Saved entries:
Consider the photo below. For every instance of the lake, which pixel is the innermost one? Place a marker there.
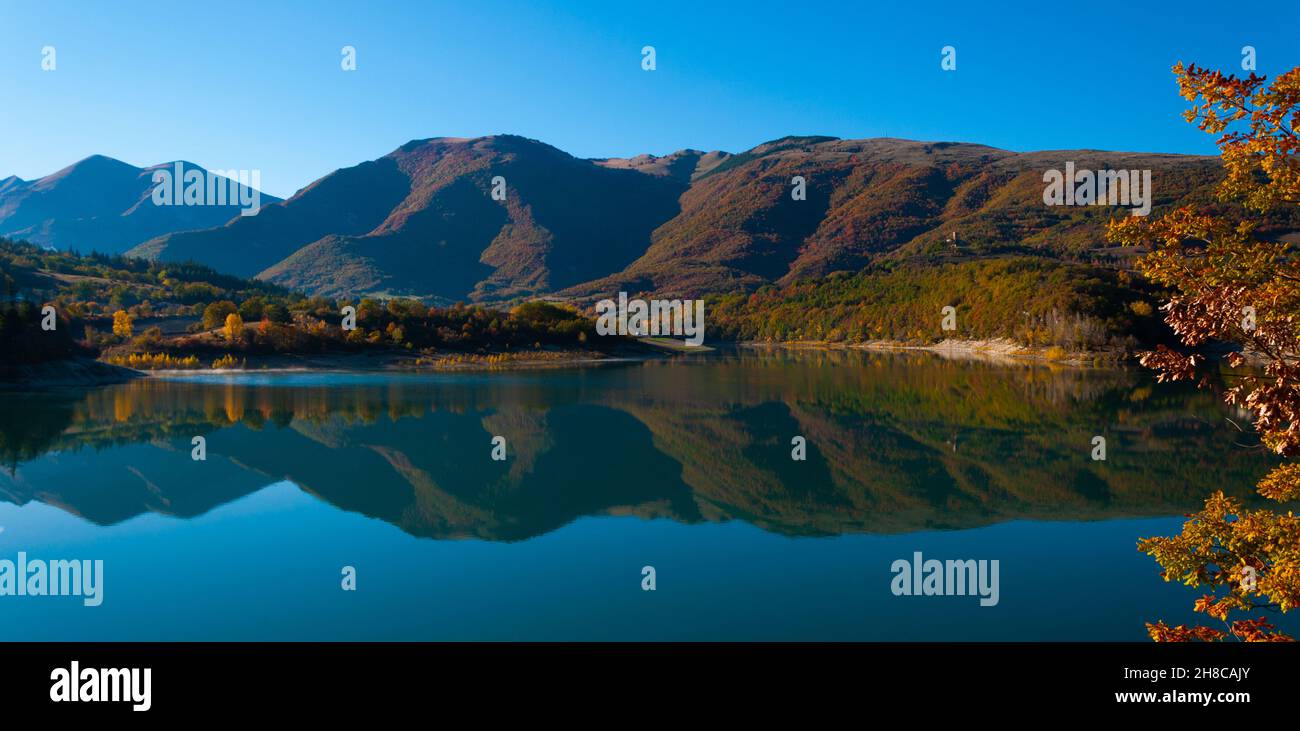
(684, 466)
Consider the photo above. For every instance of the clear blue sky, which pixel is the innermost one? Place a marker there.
(242, 85)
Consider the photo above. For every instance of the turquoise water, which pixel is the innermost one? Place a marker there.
(684, 466)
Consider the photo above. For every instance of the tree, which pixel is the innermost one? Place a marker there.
(216, 312)
(1229, 285)
(122, 324)
(234, 327)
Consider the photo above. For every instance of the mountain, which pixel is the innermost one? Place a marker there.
(423, 221)
(102, 204)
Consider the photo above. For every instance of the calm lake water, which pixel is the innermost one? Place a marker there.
(684, 466)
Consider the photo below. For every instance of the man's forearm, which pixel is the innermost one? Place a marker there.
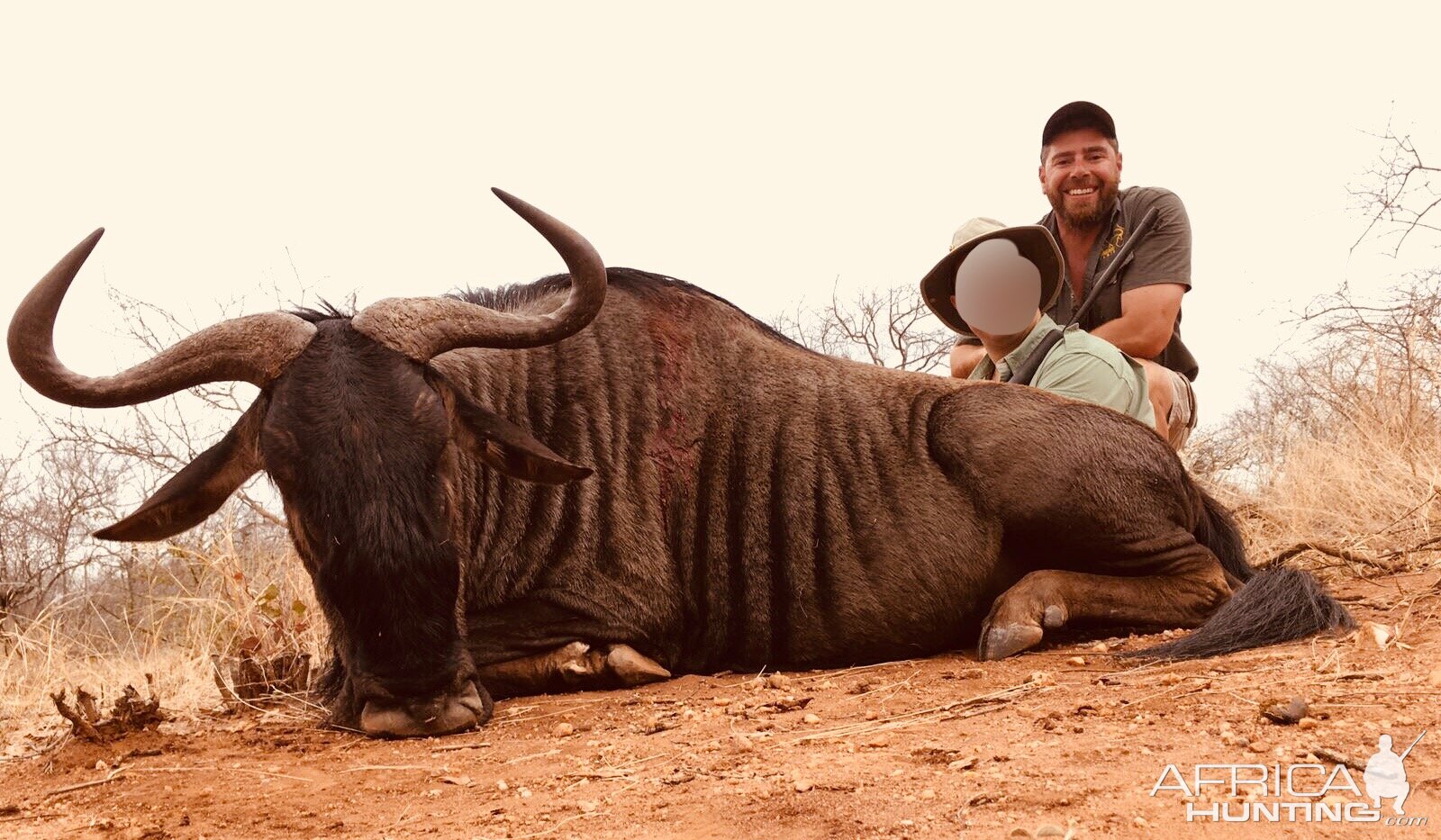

What the task asks -
Word for word, copy the lines from the one with "Consider the photo above. For every instance of the clear" through the end of the entries above, and do not include any picture.

Answer box -
Consider the photo above. For every instance of the clear blue sky, which pixel is the innermost one? Place a marker there.
(242, 85)
Consider the photo above. For every instance of the turquoise water, which pixel is the innermost one? Place a marker there.
(684, 466)
Consider the photo above. For every instance of the tree, which pixel is the innermost one? Place a marker there.
(216, 312)
(1229, 285)
(122, 324)
(234, 327)
Consider the photo above. For every instance of the mountain, which pixel is the innermost one? Place a marker there.
(423, 221)
(102, 204)
Consider the photo above. For every instance of the calm lake water, which pixel is the innermost one? Place a marker there.
(684, 466)
Consider the photo below. For every instance of the man's forearm, which pixel is the innermost one? Place a marker there.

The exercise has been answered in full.